Vermont ended a nearly decade-long experiment in health care payment reform when 2025 closed out, and the state is now grappling with what nearly $100 million and eight years of effort actually bought.
The “all-payer model” launched in 2018 under an agreement between Vermont and the federal Centers for Medicare and Medicaid Services. The idea was straightforward, at least on paper: align insurers and providers around a shared goal of preventive care, and move away from the fee-for-service model that rewards volume over outcomes. OneCare Vermont, an accountable care organization, sat at the center of the effort.
The gap between that vision and what the model delivered grew steadily over the years. By the time the agreement expired at the end of 2025, OneCare Vermont had been reduced to a skeletal operation, and the state is now searching for a path forward in health care reform.
For public health advocates and students watching closely, the experiment raises urgent questions. What does it mean when a state invests heavily in a structural health reform model and it still falls short? And what do communities, especially those with the least access to care, lose in the process?

(Stored dataset items)
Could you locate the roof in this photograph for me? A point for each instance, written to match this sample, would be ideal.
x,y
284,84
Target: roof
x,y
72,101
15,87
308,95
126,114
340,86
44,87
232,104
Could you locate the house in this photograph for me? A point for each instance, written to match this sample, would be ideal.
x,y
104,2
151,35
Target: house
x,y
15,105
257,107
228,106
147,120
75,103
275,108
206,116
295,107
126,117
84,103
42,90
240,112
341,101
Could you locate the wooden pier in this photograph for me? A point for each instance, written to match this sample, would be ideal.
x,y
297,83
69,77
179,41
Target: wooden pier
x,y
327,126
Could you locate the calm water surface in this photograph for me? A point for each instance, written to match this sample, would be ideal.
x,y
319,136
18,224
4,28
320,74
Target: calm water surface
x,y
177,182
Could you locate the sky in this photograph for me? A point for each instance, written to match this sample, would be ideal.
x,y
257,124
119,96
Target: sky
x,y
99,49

---

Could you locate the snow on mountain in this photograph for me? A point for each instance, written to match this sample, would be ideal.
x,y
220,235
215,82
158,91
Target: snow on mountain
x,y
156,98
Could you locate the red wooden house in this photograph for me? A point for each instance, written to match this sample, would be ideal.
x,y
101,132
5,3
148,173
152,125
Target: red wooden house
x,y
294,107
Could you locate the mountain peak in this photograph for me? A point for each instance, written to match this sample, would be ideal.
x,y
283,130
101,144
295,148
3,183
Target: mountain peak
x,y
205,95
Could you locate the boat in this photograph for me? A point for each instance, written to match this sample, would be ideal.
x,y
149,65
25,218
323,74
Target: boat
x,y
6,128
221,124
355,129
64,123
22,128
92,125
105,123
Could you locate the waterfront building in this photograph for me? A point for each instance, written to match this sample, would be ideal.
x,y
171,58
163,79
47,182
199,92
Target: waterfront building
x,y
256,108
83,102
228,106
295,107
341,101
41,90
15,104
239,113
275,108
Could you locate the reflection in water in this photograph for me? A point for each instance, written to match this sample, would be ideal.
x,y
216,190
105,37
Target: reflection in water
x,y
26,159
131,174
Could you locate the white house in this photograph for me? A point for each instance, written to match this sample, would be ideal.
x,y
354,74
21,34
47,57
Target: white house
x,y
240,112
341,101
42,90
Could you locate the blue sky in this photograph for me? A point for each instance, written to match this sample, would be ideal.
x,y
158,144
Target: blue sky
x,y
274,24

* * *

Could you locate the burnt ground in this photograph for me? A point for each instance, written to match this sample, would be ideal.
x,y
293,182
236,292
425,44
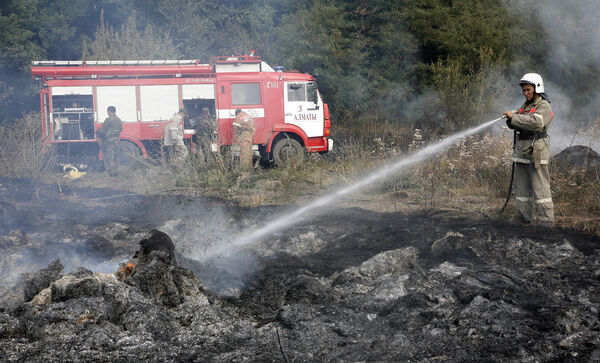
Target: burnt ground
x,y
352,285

• _EXERCISE REQUIREMENTS_:
(a) According to the text about Vermont's all-payer model, in what year did the model launch?
(b) Carry the text about Vermont's all-payer model further, starting after its last sentence.

• _ANSWERS FOR THE TASKS_:
(a) 2018

(b)
Tom Borys, OneCare’s CEO, appeared before the Senate Health and Welfare Committee in late January to offer some answers. He urged lawmakers to carry forward what the organization learned, particularly from its Comprehensive Payment Reform program, nicknamed CPR. That program rethought how primary care physicians get paid, shifting away from per-service billing toward a fixed monthly payment. The goal was to encourage providers to focus on keeping patients healthy rather than waiting until those patients were sick enough to require expensive treatment.
S.197, a bill currently working through the Vermont Legislature, proposes a similar approach. Participating primary care providers would receive a fixed monthly sum rather than individual service payments. The structure attempts to reorient financial incentives toward population health, a shift that public health researchers have long argued is necessary for any meaningful reform.
Borys was supportive but measured in his testimony. He acknowledged the CPR program did meaningful things for independent primary care practices. He also warned lawmakers not to underestimate the administrative demands the approach requires. That administrative weight was one of the persistent challenges OneCare faced throughout its existence.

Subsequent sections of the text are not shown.